» Document text

Sunday, July 27, 2014

The Face in the Cloth

Seven days ago, in the morning, drinking coffee in the studio, looking at what I'd painted the day before, wondering what the new day would bring, whether the quail would appear, if the bobcat would follow, if the come-and-go fog would last until noon, if a trip to the market was needed or if, a thought much more satisfying as the sea breeze flipped cottonwood leaves yellow to blue in the breaking sun and lulled me with hopes that I could stay home all day, not shave, and continue working on questions of line and color the solution of which once solved, might lead to other similar questions for the same moment tomorrow, I noticed to my amazement an image at the far end of the room which fully woke me, sat me up straight, and held my gaze immobile for its appearance and its clarity. It seemed to come out of no where. I saw a face in the folds of a cloth laying over stacked boxes and canvasses.



The face, still there, I only found the nerve to photograph it this morning, is in profile. It is angular, as if sculpted, rough cut but sharp in stone, and the ochre dyed cotton duck on which the face is seen in dimension is transformed into a golden, opaque marble. The eyes of the face are heavy lidded, deep set and at first appear to be closed over boney, sunken cheeks, but they are half closed, and the shaded pupils look out as if in meditation concentrated both on what might be seen behind the eyes, as well as into a great distance beyond them. Whatever the face may be looking at, or not, seems not unpleasant. It is calm. The nose is large and hawkish, the nose is an axe. The small mouth is closed and set without rigidity. The chin is small but well formed and strong. The face in the cloth is handsome, it suggests androgyny tipped to the masculine. It is Romantic. It is a face that could have been drawn by Girodet or Géricault, it could have been a study of Napoleon for Baron Gros's painting of him crossing the Alps. It looks like Delacroix's Portrait of Chopin.

The expression on the face is one of repose, or death. And with my attempt to paint Elstir's "eclipses of perspective" on the wall, and his "completely circular castle" still on the easel resembling, in its present unfinished state, not the "exceptional purity of the atmosphere on a fine day" which delighted that artist, but rather the dark black round antique hand grenades thrown by anarchists and once used by cartoonists to great effect, I cannot help but think that the face resembles, imagination perhaps running wild, not the Shroud of Turin about which I know nothing, but Manray's photograph, and Helleu's drawing of Marcel Proust, on his deathbed. But shaved.






Wednesday, July 23, 2014

Elstir's Harbor at Carquethuit


"...the eclipses of perspective."

» Provided data
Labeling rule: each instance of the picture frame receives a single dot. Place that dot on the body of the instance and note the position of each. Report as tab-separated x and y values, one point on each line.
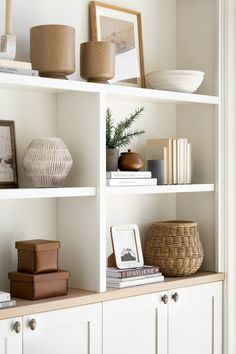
124	28
127	246
8	166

» Exercise brief
Repeat, word for word, the part of the face-in-the-cloth post between "The expression on" and "deathbed. But shaved.", inclusive.

» Answer for this exercise
The expression on the face is one of repose, or death. And with my attempt to paint Elstir's "eclipses of perspective" on the wall, and his "completely circular castle" still on the easel resembling, in its present unfinished state, not the "exceptional purity of the atmosphere on a fine day" which delighted that artist, but rather the dark black round antique hand grenades thrown by anarchists and once used by cartoonists to great effect, I cannot help but think that the face resembles, imagination perhaps running wild, not the Shroud of Turin about which I know nothing, but Manray's photograph, and Helleu's drawing of Marcel Proust, on his deathbed. But shaved.